**Data extract**
+---+
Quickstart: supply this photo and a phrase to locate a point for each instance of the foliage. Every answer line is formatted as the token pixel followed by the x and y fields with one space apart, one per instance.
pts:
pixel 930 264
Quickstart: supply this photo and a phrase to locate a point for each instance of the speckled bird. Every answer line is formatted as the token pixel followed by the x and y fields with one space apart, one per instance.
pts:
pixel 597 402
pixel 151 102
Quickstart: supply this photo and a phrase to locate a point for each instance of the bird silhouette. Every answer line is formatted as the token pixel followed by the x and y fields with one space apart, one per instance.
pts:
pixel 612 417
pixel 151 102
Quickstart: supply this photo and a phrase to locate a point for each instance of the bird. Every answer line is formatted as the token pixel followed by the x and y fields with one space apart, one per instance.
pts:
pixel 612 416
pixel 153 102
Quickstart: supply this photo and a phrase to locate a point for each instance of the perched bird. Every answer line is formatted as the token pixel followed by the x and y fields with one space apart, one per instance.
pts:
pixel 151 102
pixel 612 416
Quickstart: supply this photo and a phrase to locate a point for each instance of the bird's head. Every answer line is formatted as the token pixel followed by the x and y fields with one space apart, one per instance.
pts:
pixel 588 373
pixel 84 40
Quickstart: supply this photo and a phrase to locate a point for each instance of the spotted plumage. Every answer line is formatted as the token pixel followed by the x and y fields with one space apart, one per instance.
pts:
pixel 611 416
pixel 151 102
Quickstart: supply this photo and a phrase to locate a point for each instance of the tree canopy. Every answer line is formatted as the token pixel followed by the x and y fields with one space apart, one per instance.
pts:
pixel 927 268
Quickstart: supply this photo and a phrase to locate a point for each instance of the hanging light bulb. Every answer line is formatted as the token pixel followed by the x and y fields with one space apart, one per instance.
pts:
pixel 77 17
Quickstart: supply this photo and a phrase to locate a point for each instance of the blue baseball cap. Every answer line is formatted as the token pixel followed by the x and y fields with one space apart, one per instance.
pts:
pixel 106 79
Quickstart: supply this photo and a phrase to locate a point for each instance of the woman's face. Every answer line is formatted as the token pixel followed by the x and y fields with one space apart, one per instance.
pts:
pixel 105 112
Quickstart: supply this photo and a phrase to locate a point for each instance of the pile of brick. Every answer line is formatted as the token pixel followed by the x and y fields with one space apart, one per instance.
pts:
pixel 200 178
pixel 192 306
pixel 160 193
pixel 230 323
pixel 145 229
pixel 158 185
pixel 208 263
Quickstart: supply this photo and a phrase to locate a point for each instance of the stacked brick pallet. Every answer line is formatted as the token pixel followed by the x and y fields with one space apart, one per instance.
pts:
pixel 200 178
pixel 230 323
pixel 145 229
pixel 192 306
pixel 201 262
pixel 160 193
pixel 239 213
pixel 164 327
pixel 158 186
+---+
**Exercise directions**
Your task is to repeat each line of the material exactly.

**Written solution**
Quickstart: supply this photo and a phrase to locate a point for each instance of the foliage. Every answer line is formatted as the token pixel followed by the x and y fields with one space apart, one per instance.
pts:
pixel 930 264
Quickstart: supply this photo and a phrase to locate a point for each instance of the speckled bird. Every answer line is formatted as the token pixel followed by the x and y fields with one space apart, one per instance.
pts:
pixel 597 402
pixel 151 102
Quickstart: supply this photo and a phrase to locate a point for each instance of the bird silhouette. Every answer line is formatted as the token pixel followed by the x and y fields with one space apart, one per instance.
pts:
pixel 612 417
pixel 151 102
Quickstart: supply this photo and a phrase to locate a point for each instance of the bird. Every answer line is formatted as the token pixel followed by the x and y fields with one space apart, one per instance.
pts:
pixel 612 416
pixel 153 102
Quickstart: supply this photo and a phrase to locate a point for each instance of the perched bird. Every answer line is formatted as the token pixel followed by the x and y fields with one space apart, one per instance.
pts:
pixel 151 102
pixel 612 416
Quickstart: supply this photo and a phrase to locate a point for each instance of the bird's head. Every answer line is formatted as the token pixel followed by the x and y fields with one space apart, one per instance.
pts:
pixel 588 373
pixel 84 40
Quickstart: supply this photo and a phrase to locate a point for each instance of the spotted plumage. Every answer line is formatted as the token pixel followed by the x and y fields with one space apart, one per instance.
pts:
pixel 611 416
pixel 151 102
Quickstart: supply this photo and a phrase to locate a point for each instance of the tree canopy. Every answer line is formatted as the token pixel followed by the x and y fields with one space apart, one per instance.
pts:
pixel 927 268
Quickstart: supply this photo and a phrase to locate a point for each instance of the hanging light bulb. Every answer line is formatted as the token pixel followed by the x and y fields with one space apart, one per instance.
pts:
pixel 77 17
Quickstart: supply this photo and a phrase to locate a point for each instance of the blue baseball cap. Every answer line is formatted as the token pixel followed by the x and y fields with one space apart, one per instance.
pts:
pixel 106 79
Quickstart: supply this photo and a phrase to locate a point for each instance of the woman's face. Every answer line is formatted as the token pixel followed by the x and y fields with one space apart, one per instance.
pts:
pixel 105 112
Quickstart: supply this photo and a phrase to locate a point for each instance of the pile of brick. Every answer line is formatted as the token pixel followed by the x and y fields with one space apart, one per instance.
pts:
pixel 200 178
pixel 192 306
pixel 160 193
pixel 230 323
pixel 145 229
pixel 158 185
pixel 208 263
Quickstart: supply this photo and a phrase to locate a point for each instance of the stacked brick pallet. Every answer line is formatted as the token pixel followed by the x and y fields with one space apart, one per instance.
pts:
pixel 200 178
pixel 230 323
pixel 145 229
pixel 192 306
pixel 201 262
pixel 160 193
pixel 239 213
pixel 164 327
pixel 158 186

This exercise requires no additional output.